■ **Exercise prompt**: Reproduce each line, exactly, from the one containing "the wood grain." through the end of the material. Exclude pictures.

** BEGIN Records for this task **

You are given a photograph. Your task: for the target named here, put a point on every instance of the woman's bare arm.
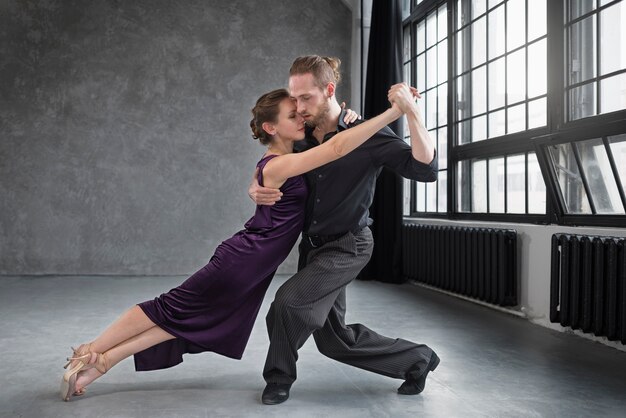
(279, 169)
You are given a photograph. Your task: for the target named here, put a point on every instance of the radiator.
(476, 262)
(588, 284)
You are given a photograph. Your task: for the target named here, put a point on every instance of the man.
(337, 242)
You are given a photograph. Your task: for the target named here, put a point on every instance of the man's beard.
(321, 116)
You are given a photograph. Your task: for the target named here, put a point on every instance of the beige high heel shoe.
(83, 359)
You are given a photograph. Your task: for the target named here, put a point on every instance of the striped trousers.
(313, 301)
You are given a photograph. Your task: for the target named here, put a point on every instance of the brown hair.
(324, 69)
(266, 110)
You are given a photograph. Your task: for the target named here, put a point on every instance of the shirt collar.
(340, 127)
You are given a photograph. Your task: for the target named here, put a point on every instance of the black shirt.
(341, 192)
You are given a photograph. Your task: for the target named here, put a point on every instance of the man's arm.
(262, 195)
(417, 161)
(422, 146)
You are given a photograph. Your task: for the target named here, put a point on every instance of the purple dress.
(215, 308)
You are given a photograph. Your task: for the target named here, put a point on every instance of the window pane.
(464, 132)
(515, 24)
(497, 83)
(431, 109)
(431, 197)
(517, 118)
(463, 194)
(582, 101)
(463, 14)
(479, 186)
(479, 91)
(407, 73)
(479, 128)
(497, 123)
(537, 69)
(613, 38)
(516, 184)
(613, 93)
(442, 23)
(583, 50)
(420, 38)
(618, 149)
(442, 148)
(406, 198)
(462, 48)
(421, 103)
(442, 205)
(516, 76)
(568, 177)
(537, 113)
(431, 30)
(599, 176)
(478, 8)
(536, 186)
(406, 9)
(496, 185)
(431, 68)
(580, 7)
(442, 62)
(442, 104)
(406, 55)
(537, 23)
(496, 32)
(479, 42)
(421, 73)
(463, 97)
(420, 196)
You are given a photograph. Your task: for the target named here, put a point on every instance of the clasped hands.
(403, 96)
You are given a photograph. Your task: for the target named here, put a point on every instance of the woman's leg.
(133, 322)
(135, 344)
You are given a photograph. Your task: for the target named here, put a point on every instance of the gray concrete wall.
(124, 139)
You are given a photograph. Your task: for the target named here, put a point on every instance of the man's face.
(311, 102)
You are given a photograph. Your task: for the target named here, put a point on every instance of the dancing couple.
(316, 180)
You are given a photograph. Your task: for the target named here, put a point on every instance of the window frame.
(558, 128)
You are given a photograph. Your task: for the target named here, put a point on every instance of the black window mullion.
(487, 181)
(526, 181)
(583, 177)
(597, 63)
(618, 181)
(452, 171)
(506, 185)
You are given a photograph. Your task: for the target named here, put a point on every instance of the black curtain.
(384, 68)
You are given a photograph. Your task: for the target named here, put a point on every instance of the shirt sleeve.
(392, 152)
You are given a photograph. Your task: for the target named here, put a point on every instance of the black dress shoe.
(414, 386)
(275, 393)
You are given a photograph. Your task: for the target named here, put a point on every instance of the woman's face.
(290, 125)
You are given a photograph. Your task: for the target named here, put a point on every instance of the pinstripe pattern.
(313, 301)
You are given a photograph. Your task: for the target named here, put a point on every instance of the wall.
(534, 246)
(125, 146)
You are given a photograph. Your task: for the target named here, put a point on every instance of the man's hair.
(324, 69)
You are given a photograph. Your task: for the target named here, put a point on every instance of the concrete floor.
(492, 364)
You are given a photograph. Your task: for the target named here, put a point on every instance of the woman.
(215, 309)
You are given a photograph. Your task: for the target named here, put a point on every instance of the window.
(532, 105)
(426, 67)
(596, 64)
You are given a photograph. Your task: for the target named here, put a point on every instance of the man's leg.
(302, 303)
(359, 346)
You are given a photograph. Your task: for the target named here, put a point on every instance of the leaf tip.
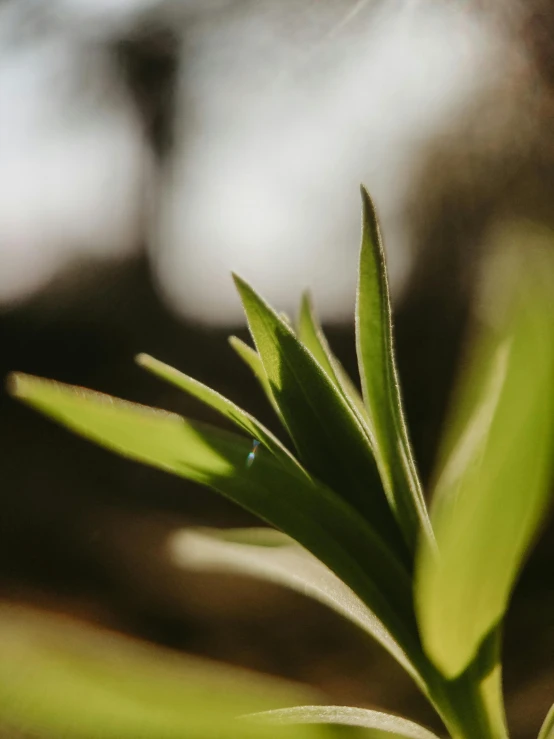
(143, 360)
(17, 384)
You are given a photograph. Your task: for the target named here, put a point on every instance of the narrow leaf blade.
(222, 405)
(301, 507)
(271, 556)
(311, 335)
(251, 358)
(380, 724)
(329, 438)
(58, 678)
(380, 385)
(495, 487)
(547, 728)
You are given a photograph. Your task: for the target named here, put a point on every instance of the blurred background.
(147, 148)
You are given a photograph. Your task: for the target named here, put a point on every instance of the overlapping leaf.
(222, 405)
(547, 728)
(271, 488)
(61, 679)
(380, 383)
(379, 725)
(272, 556)
(251, 358)
(330, 439)
(311, 335)
(495, 485)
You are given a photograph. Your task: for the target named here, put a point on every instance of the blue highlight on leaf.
(252, 455)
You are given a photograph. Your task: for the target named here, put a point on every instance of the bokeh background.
(148, 147)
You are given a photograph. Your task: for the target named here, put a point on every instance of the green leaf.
(58, 678)
(272, 556)
(494, 489)
(218, 402)
(380, 384)
(379, 724)
(311, 335)
(329, 438)
(271, 488)
(547, 728)
(251, 357)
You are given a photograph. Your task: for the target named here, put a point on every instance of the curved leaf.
(547, 728)
(495, 486)
(301, 507)
(311, 335)
(329, 438)
(251, 357)
(58, 678)
(379, 377)
(380, 724)
(270, 555)
(221, 404)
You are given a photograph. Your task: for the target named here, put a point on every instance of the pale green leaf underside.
(222, 405)
(252, 359)
(381, 392)
(329, 438)
(61, 679)
(268, 555)
(547, 728)
(311, 335)
(494, 488)
(377, 723)
(305, 509)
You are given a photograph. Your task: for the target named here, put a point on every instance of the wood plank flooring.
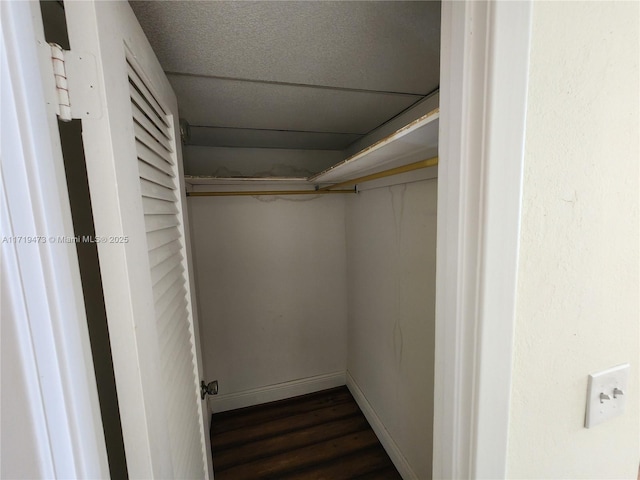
(323, 435)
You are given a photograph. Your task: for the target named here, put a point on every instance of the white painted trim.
(270, 393)
(390, 446)
(484, 72)
(44, 278)
(422, 175)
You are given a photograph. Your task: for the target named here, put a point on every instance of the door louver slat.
(159, 254)
(153, 159)
(155, 145)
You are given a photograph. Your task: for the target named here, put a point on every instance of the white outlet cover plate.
(599, 410)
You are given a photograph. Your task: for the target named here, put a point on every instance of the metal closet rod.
(429, 162)
(253, 193)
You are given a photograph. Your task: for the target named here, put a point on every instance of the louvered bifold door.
(155, 146)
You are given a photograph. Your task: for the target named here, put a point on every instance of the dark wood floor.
(322, 435)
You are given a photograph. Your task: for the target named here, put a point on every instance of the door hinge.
(77, 92)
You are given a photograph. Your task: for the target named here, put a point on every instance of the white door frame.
(484, 72)
(41, 287)
(483, 99)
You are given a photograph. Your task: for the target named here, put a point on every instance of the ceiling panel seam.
(293, 84)
(276, 130)
(399, 113)
(246, 147)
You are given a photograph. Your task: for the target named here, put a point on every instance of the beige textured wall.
(578, 288)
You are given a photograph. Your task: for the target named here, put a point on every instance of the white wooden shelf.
(416, 141)
(221, 184)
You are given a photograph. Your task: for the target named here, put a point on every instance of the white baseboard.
(388, 443)
(270, 393)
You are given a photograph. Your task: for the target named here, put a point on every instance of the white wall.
(271, 283)
(577, 307)
(391, 236)
(257, 162)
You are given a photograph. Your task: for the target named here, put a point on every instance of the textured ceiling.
(303, 74)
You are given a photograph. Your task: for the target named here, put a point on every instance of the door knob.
(210, 388)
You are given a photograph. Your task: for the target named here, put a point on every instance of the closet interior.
(310, 144)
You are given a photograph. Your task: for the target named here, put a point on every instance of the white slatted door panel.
(165, 243)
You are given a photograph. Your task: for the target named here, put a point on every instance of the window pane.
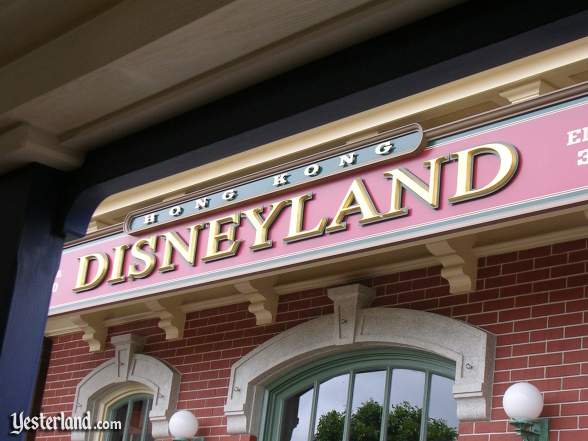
(442, 424)
(330, 412)
(368, 402)
(119, 414)
(136, 420)
(406, 402)
(296, 419)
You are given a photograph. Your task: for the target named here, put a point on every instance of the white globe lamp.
(523, 403)
(183, 425)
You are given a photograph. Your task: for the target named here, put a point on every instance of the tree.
(404, 422)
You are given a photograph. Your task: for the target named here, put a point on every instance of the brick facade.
(535, 301)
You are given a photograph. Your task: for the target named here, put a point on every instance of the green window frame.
(129, 402)
(310, 376)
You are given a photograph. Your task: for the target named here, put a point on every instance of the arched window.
(136, 389)
(133, 413)
(449, 355)
(376, 394)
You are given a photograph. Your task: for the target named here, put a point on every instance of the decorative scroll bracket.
(125, 348)
(171, 317)
(92, 325)
(263, 298)
(460, 266)
(348, 301)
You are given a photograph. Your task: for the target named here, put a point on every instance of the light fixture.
(523, 403)
(183, 425)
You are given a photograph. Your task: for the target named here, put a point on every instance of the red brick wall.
(535, 301)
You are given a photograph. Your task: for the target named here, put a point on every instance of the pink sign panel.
(552, 171)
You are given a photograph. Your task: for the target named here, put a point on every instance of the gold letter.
(174, 241)
(296, 230)
(216, 236)
(401, 177)
(117, 275)
(262, 226)
(148, 258)
(357, 200)
(102, 261)
(509, 161)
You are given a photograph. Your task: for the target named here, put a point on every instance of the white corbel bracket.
(460, 265)
(262, 297)
(92, 325)
(172, 319)
(348, 301)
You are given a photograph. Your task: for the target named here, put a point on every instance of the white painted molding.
(527, 91)
(128, 366)
(25, 143)
(263, 299)
(460, 265)
(348, 302)
(469, 347)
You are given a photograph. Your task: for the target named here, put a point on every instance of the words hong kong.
(219, 238)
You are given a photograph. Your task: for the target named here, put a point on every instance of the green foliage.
(404, 422)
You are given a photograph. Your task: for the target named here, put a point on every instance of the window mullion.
(145, 419)
(386, 404)
(425, 408)
(347, 421)
(127, 420)
(311, 426)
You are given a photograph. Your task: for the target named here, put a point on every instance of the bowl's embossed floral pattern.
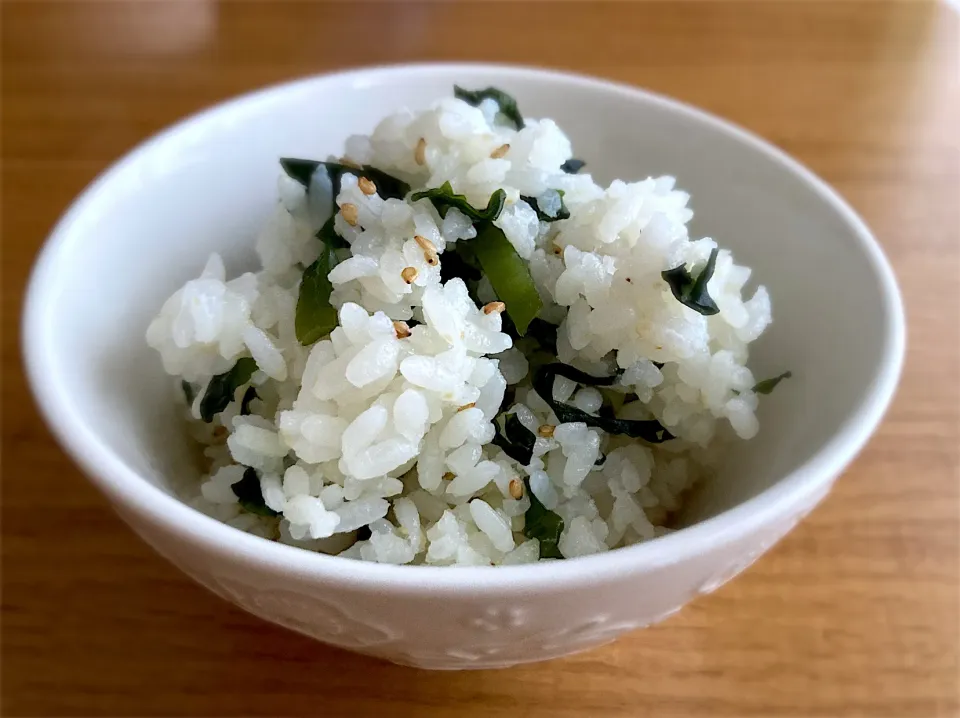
(510, 639)
(764, 543)
(306, 613)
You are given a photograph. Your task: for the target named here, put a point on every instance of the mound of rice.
(376, 442)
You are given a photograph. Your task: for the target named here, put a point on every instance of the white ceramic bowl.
(148, 223)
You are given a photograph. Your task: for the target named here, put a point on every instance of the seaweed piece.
(649, 430)
(506, 103)
(222, 387)
(248, 493)
(692, 291)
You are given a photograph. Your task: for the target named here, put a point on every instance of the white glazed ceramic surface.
(149, 222)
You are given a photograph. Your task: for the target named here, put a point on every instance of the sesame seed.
(429, 250)
(350, 213)
(499, 152)
(425, 244)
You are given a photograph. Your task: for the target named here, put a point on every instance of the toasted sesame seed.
(499, 152)
(350, 213)
(425, 244)
(429, 250)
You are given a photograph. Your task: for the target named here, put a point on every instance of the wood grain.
(855, 613)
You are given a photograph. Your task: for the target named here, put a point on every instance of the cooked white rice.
(366, 429)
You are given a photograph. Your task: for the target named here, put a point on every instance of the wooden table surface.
(855, 613)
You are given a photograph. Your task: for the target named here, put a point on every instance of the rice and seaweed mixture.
(462, 350)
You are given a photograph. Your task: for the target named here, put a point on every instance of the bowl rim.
(127, 487)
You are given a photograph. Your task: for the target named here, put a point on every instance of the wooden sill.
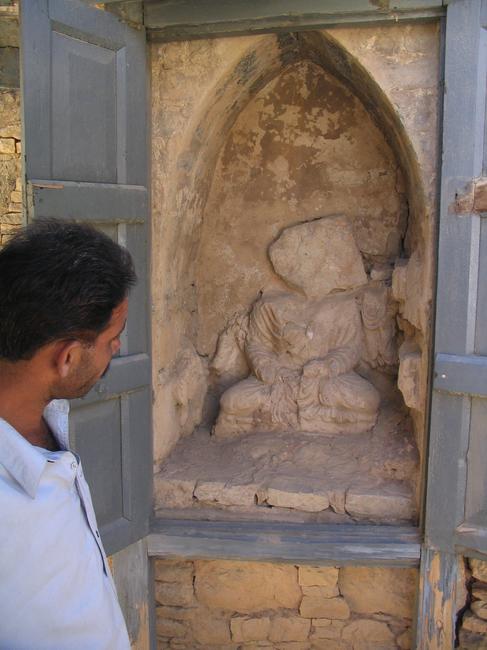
(332, 544)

** END Records for this task **

■ **Complete answer**:
You are given a photograph. Your task: for the target named here, put a point on every instance of the wood grain.
(855, 613)
You are given a photograph. Your task: for the target named here, put a point on every instance of the cooked white rice.
(366, 429)
You are given a photograph. Your task: for the target named here, put a point on every instance of the wooden table surface.
(855, 613)
You are given a photograph. Your task: for the target named here, put a point on every instance of the rice and seaweed mixture.
(462, 350)
You are given a photograph. Your task: for the target named here, put a point on every instance of the bowl rim.
(127, 487)
You are given a photograph. Your task: for the target named here, put a point on every instance of the wooden sill.
(332, 544)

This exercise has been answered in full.